» Exercise passage
■ ■ ■ ■

Unshielded speakers can act as AM radio receivers. I've had old speakers play extremely faint music while not plugged into anything; a few minutes later it identified itself as the local radio station.
Many AM radio stations are permitted to crank up their transmit power at night, exactly when many people might use white noise to sleep.
I feel like it's important to note here that something like 1 in 100 people hears voices without schizophrenia, it's kinda quite common. I'm one of them. Paragraphs like this don't help with people's perception of this phenomenon though.
That goes to show how variable the human condition is. I had an MRI a while back for an unrelated issue and the doc found that I have a Chiari malformation in my spine near my brain stem. I’ve never had any symptoms from it whatsoever. Before MRIs were common, it was expected that a change the size of mine would cause problems, because when people with symptoms got surgery to fix them, that’s the size range the doctors found. Turns out there are a lot of people up and about with those same measurements who’d never know unless it turned up on a test like mine did. Go figure.
> Any app or machine you listen to that produces a color of noise, like white, brown, pink, green, or otherwise, is based on an algorithm or a code.

■ ■ ■ ■

» Supplied material
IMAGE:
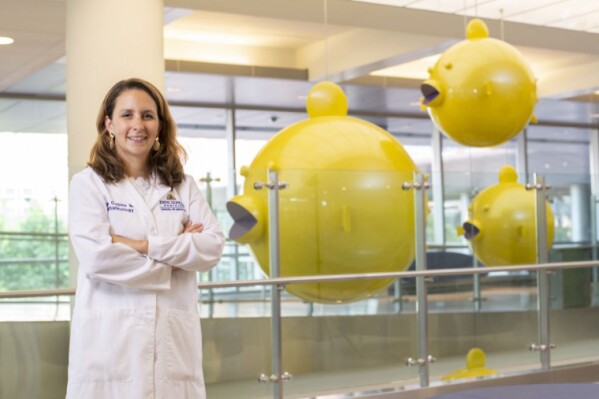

■ ■ ■ ■

» Exercise instructions
a. Answer these from the comment thread on noise and hearing voices:
(i) At what time of day are many AM radio stations permitted to increase their transmit power?
(ii) Roughly how many people hear voices without schizophrenia, according to one commenter?
(iii) Where did the MRI show the commenter's Chiari malformation to be?
b. Pick up the comment thread on noise and hearing voices after its last line and keep it going.
The listing comes from a different source than the comment thread on noise and hearing voices.

» Responses for each task
a.
(i) At night.
(ii) Something like 1 in 100 people.
(iii) In the spine near the brain stem.

b.
Well, brief aside: Brown noise isn’t a ‘color’ of noise - or if it were, it would be red. It’s just named after Robert Brown, the motion guy.
> It’s not truly random—so you’ll get a little while of what seems like random noise, and then the sounds repeat.
This is a complete misunderstanding of how pareidolia works. You’re not picking up on pseudorandomness or actual repetitions that are really hidden in the noise - you’re making up patterns out of the randomness itself.
Same thing that a diffusion-based image generator does when it squints really hard to find the picture of an astronaut riding a horse hidden in a noise field, by amplifying the bits that look most astronauty or horsey.
But sounds - on queue I can "pull up" a song and play it in my head - full orchestra, guitars, etc. I'm not very musically talented by my brain certainly runs on sound vs vision.
When I'm in the shower sometimes (like this) I'll hear something like a shout or a voice - it occasionally happens randomly too in other situations - but I certainly don't think it's some discarnate spirit - there is usually something else to accompany it and I assume it's my brain filling in the rest.
Also.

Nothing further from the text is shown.